TASK DETAILS: The answer must consist of every line from the data that holds "frame".

++++ THE RECORDS

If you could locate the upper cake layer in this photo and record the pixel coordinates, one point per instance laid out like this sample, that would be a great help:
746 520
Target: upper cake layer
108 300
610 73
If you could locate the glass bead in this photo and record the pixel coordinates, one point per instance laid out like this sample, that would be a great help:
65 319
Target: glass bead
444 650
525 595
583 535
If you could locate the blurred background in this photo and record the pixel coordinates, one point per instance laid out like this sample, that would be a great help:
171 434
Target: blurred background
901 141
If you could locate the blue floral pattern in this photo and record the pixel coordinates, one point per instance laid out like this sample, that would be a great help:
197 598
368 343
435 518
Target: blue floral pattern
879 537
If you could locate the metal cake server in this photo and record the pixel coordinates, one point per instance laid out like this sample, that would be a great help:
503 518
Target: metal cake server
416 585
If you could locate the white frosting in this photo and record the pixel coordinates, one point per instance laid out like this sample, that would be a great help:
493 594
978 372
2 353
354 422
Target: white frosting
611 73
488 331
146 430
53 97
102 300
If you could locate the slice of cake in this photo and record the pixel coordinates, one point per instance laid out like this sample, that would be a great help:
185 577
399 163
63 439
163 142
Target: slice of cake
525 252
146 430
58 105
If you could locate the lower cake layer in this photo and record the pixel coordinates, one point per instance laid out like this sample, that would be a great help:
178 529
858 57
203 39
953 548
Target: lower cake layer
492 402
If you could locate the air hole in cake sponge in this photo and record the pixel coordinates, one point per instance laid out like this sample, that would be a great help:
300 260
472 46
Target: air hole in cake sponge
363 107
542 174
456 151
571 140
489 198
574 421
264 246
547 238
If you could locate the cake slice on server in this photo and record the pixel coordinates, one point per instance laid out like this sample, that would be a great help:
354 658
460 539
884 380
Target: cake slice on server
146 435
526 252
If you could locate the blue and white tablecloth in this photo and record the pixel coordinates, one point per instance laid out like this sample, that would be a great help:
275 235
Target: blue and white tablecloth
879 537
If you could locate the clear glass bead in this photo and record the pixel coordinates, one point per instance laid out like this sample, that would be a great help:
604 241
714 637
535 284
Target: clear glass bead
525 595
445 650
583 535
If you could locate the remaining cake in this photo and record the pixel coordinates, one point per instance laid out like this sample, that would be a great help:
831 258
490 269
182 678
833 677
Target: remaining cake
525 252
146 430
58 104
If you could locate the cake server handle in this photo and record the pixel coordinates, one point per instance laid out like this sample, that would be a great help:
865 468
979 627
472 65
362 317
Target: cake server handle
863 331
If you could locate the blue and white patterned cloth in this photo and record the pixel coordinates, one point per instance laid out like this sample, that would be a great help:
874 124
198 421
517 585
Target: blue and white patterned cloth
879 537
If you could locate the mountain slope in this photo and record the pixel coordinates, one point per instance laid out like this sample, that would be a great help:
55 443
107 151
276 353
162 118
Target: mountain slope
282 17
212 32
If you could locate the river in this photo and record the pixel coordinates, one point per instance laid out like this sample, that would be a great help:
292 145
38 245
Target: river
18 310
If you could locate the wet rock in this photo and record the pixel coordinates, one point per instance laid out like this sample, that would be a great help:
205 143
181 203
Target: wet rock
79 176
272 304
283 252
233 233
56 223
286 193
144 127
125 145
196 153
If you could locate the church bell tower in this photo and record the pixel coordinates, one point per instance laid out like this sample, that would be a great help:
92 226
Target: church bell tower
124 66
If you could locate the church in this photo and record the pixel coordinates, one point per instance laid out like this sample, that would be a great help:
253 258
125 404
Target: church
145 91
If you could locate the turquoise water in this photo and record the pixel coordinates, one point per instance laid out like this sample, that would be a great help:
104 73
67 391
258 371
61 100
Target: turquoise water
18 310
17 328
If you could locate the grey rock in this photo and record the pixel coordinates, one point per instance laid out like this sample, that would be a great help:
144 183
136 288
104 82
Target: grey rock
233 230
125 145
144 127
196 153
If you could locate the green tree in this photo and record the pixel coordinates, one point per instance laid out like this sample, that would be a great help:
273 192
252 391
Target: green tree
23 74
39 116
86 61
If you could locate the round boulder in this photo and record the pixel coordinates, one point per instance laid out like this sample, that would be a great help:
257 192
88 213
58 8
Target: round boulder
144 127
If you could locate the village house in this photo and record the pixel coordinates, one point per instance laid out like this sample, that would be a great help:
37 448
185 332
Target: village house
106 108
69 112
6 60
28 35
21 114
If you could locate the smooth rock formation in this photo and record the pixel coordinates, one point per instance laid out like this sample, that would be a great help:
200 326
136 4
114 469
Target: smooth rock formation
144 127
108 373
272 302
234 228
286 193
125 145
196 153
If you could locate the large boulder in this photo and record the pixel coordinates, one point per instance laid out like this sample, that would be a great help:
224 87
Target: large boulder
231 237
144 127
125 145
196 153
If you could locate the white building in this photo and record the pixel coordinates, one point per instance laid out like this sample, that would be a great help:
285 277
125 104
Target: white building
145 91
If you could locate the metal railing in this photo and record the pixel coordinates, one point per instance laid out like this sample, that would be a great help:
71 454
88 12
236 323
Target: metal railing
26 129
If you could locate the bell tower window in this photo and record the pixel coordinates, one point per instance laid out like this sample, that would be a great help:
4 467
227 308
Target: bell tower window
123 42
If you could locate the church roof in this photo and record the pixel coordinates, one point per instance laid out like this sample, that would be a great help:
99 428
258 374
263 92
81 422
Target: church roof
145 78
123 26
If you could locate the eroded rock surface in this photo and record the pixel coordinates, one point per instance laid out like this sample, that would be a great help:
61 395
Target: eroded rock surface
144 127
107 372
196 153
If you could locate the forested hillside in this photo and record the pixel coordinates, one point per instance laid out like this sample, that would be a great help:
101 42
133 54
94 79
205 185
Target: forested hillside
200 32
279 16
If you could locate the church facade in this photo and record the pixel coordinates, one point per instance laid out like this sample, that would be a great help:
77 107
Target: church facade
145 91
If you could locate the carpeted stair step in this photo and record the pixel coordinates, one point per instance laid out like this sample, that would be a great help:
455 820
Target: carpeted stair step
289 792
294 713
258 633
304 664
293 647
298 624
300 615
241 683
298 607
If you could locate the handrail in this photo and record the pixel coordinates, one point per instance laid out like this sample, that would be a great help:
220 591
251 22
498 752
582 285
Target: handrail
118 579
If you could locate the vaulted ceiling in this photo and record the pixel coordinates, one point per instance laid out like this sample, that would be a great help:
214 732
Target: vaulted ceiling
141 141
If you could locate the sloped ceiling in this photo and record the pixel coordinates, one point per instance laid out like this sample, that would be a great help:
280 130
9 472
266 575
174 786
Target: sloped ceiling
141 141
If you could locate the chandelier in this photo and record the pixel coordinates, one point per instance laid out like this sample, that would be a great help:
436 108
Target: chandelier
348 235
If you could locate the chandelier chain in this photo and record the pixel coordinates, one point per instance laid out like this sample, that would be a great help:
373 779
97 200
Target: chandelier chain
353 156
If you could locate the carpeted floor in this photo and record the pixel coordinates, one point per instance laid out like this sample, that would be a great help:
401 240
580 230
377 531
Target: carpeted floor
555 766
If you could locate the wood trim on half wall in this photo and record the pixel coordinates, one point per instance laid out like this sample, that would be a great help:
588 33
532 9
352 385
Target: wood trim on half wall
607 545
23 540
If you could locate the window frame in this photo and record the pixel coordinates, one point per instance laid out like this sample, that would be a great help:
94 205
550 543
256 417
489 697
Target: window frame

++++++++

RESULT BELOW:
If you could locate the window frame in this photo and record the pixel coordinates, one point per instance laid out like this sample, that would be a great help:
Target: window frame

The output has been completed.